**WHAT YOU HAVE TO DO**
Can you give these rows again with every "Reviewer note" changed to "Annotator note" and everything else left the same? Leave the pictures out.

**DATA TO USE**
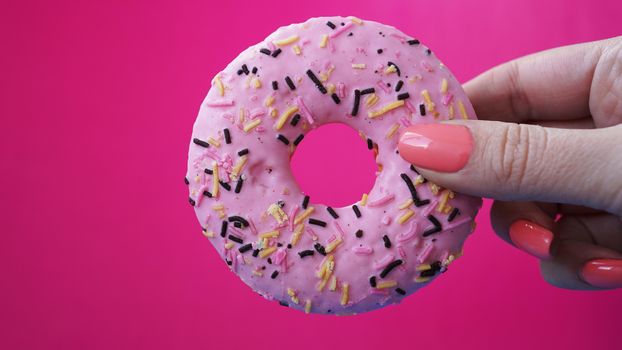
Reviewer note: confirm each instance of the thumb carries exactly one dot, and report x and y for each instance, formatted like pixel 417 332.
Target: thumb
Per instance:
pixel 510 161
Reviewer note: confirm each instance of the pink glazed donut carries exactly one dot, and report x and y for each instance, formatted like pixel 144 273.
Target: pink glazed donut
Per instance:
pixel 305 255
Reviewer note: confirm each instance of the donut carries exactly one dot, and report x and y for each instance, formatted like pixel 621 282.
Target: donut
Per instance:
pixel 311 257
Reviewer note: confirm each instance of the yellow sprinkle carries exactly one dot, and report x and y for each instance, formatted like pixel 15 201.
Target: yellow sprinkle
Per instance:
pixel 284 42
pixel 404 218
pixel 308 306
pixel 239 165
pixel 444 86
pixel 266 252
pixel 283 118
pixel 392 130
pixel 215 184
pixel 406 204
pixel 386 284
pixel 423 267
pixel 462 110
pixel 269 234
pixel 305 214
pixel 252 125
pixel 363 200
pixel 345 295
pixel 212 141
pixel 324 41
pixel 386 108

**FULL SOLUTION**
Annotator note: confirm each instance of the thumb carries exactly one dot, and report x and y for each instance, formatted like pixel 417 332.
Target: thumb
Per instance:
pixel 510 161
Annotator note: confirm each instance of the pink glazed donut carries exactly one dot, and report x and y for each instance, formatted like pixel 144 273.
Target: pink glazed donut
Per instance:
pixel 305 255
Annotator note: confirm each instance of the donut carries exactly one dot, and report x and y for each instance, formatted like pixel 621 282.
Target: donut
Per instance:
pixel 311 257
Annotator note: confirm each instance of the yellow sprinkle carries exactly one dot, and report x and y for each instance, formatted like pixel 15 201.
Target: yellow sprinkle
Per instance:
pixel 284 42
pixel 404 218
pixel 308 306
pixel 239 165
pixel 444 86
pixel 266 252
pixel 283 118
pixel 392 130
pixel 215 184
pixel 406 204
pixel 386 284
pixel 423 267
pixel 462 110
pixel 269 234
pixel 305 214
pixel 252 125
pixel 363 200
pixel 345 295
pixel 212 141
pixel 324 41
pixel 386 108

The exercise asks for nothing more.